Labeled contour entries
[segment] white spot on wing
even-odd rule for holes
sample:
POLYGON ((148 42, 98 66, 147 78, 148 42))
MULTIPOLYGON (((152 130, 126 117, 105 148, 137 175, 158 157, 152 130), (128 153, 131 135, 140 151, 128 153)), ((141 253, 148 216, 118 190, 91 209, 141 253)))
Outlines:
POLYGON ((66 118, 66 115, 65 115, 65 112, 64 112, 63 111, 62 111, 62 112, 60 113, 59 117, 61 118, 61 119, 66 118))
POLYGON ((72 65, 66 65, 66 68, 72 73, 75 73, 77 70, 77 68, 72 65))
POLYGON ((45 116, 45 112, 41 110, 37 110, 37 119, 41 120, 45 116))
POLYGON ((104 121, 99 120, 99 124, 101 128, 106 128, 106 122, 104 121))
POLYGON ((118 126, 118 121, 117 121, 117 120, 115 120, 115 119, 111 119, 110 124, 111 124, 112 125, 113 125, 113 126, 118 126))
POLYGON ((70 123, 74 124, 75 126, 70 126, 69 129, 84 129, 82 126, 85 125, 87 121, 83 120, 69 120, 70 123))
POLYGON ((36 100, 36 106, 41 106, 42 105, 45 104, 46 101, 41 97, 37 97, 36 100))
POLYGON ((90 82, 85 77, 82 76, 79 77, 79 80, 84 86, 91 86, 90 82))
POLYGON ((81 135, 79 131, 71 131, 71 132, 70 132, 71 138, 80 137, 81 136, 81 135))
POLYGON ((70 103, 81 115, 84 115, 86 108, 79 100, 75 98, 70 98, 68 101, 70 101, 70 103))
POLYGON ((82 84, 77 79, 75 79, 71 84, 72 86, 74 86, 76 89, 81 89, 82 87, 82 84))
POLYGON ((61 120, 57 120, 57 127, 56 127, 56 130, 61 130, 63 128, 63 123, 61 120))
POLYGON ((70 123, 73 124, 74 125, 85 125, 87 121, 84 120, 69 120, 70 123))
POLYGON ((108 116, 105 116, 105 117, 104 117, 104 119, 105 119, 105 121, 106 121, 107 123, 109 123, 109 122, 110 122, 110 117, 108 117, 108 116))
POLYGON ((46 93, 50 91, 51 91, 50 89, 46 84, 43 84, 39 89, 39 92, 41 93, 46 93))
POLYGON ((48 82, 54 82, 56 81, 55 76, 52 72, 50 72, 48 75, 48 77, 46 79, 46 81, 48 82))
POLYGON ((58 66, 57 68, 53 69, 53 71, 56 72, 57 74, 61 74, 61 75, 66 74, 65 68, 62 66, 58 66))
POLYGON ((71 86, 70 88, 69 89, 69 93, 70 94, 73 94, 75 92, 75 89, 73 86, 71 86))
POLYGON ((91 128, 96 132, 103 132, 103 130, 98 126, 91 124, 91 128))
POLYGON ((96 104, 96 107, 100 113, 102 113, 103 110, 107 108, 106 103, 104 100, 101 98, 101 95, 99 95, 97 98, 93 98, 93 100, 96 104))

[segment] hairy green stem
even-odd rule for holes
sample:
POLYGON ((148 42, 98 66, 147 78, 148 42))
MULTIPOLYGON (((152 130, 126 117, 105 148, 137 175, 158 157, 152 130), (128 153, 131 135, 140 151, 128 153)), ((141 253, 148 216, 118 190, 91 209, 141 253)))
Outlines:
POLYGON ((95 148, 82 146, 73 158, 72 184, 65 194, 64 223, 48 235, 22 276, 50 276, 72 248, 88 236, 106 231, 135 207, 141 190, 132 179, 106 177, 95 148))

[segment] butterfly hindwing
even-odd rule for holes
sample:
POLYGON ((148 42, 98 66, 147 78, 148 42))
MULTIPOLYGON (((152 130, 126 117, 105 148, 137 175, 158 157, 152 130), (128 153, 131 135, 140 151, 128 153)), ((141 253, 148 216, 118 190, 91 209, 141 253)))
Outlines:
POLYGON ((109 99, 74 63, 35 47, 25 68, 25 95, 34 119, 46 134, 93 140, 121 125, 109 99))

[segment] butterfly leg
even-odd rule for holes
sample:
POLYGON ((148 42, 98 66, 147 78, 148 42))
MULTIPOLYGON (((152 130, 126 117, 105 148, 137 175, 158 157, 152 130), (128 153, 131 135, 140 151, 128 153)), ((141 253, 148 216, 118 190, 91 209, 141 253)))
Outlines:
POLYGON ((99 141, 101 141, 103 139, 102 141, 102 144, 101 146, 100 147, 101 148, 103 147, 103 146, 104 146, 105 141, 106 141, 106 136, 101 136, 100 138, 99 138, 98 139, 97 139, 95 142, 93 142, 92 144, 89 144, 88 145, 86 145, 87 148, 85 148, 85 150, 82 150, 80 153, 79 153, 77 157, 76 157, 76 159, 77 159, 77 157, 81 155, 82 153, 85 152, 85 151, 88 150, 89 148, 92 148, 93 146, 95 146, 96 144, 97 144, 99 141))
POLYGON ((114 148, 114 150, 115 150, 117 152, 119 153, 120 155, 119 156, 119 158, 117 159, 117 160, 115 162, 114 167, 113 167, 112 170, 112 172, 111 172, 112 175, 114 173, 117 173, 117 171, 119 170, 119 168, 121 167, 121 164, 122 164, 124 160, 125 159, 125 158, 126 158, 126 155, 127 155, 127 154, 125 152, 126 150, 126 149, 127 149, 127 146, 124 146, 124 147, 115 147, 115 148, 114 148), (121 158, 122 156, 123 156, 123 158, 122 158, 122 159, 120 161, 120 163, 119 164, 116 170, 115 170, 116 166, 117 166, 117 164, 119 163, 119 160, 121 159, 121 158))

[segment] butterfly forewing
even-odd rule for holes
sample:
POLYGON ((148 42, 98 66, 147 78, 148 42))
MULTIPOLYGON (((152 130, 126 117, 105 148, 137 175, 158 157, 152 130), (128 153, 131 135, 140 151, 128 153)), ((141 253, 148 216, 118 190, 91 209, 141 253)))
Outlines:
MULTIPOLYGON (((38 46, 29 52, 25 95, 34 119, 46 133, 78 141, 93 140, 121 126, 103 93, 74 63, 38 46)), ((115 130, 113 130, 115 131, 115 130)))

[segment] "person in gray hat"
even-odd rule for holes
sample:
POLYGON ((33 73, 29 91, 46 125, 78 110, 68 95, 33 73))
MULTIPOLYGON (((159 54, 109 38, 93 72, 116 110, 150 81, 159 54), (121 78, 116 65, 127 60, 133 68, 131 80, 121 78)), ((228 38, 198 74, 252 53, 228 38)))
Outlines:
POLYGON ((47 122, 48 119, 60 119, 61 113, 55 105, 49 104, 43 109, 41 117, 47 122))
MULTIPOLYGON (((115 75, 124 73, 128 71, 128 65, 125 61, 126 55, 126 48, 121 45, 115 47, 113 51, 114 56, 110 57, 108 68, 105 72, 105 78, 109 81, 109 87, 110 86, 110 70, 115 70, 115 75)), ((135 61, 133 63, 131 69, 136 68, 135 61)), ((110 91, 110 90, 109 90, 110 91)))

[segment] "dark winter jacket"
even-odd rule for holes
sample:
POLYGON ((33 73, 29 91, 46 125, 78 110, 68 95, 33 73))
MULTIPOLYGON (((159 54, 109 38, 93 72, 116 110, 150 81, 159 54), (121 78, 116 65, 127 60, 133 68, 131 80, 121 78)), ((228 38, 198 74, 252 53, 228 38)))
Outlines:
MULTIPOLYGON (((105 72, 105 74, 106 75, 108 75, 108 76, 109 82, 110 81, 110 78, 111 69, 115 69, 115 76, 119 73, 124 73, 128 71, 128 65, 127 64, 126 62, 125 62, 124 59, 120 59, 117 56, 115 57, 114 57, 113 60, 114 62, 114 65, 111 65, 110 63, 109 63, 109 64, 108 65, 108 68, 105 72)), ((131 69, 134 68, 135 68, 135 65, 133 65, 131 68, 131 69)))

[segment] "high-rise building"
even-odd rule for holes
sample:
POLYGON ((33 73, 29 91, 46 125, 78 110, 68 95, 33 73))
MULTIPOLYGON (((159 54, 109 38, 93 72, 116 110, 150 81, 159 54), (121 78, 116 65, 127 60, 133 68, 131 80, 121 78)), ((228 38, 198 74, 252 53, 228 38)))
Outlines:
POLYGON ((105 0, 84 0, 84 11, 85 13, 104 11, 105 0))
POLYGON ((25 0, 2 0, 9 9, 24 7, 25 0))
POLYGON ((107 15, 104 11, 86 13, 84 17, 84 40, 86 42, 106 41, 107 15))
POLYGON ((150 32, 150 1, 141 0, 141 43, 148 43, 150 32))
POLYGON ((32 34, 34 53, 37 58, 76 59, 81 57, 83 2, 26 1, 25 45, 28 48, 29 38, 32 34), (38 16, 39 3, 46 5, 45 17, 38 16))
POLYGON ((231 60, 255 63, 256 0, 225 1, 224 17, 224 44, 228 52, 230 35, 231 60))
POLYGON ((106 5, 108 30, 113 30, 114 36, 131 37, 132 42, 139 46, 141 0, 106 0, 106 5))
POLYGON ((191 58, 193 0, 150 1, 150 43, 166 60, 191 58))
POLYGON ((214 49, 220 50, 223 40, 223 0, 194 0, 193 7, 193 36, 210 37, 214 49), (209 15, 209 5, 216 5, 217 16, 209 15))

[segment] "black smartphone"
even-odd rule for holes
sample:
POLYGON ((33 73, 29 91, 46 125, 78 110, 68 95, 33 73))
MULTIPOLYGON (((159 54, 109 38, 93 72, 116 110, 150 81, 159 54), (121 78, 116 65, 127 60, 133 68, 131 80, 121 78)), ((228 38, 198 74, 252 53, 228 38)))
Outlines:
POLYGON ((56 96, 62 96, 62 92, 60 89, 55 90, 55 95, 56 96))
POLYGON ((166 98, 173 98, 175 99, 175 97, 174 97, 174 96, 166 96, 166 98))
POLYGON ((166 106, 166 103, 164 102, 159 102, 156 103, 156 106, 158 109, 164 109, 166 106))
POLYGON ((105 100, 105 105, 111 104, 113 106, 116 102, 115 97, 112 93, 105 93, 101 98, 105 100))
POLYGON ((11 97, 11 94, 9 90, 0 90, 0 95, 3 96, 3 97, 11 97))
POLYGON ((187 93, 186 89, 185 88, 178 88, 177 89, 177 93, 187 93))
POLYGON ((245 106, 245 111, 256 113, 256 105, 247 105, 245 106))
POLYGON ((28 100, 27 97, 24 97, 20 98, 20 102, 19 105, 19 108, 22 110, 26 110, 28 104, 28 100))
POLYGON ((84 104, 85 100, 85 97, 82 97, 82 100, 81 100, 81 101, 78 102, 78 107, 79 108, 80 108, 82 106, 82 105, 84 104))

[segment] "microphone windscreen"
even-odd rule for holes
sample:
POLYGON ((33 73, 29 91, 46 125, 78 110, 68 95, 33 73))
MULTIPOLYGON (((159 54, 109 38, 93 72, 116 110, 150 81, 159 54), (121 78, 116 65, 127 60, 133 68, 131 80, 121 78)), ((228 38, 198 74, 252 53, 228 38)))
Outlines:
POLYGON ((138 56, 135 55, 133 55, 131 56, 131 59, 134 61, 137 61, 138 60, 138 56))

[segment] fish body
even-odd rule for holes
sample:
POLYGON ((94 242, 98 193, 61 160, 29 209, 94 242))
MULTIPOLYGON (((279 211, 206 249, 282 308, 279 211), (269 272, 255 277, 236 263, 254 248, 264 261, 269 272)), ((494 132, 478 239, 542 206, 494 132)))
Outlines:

What you need to do
Reproduce verbatim the stretch of records from the line containing "[segment] hairy green stem" through the line containing "POLYGON ((109 99, 74", including both of those lines.

Correct result
[segment] hairy green stem
even-odd rule for holes
sample:
POLYGON ((148 42, 98 66, 147 78, 148 42))
MULTIPOLYGON (((152 130, 126 117, 105 148, 137 175, 158 157, 152 130), (128 153, 131 135, 140 151, 128 153)), ((141 253, 148 216, 118 190, 91 209, 141 253)))
Outlines:
POLYGON ((95 148, 82 146, 73 158, 72 184, 65 194, 64 223, 48 235, 22 276, 50 276, 72 248, 88 236, 106 231, 135 207, 141 190, 132 179, 106 177, 95 148))

[segment] butterfly hindwing
even-odd rule for holes
sample:
POLYGON ((148 42, 98 66, 147 78, 148 42))
MULTIPOLYGON (((152 130, 126 117, 105 148, 137 175, 158 157, 152 130), (128 153, 131 135, 140 151, 128 153)), ((141 253, 148 216, 118 190, 91 209, 141 253)))
Outlines:
POLYGON ((109 99, 74 63, 35 47, 25 68, 25 95, 34 119, 46 134, 93 140, 121 125, 109 99))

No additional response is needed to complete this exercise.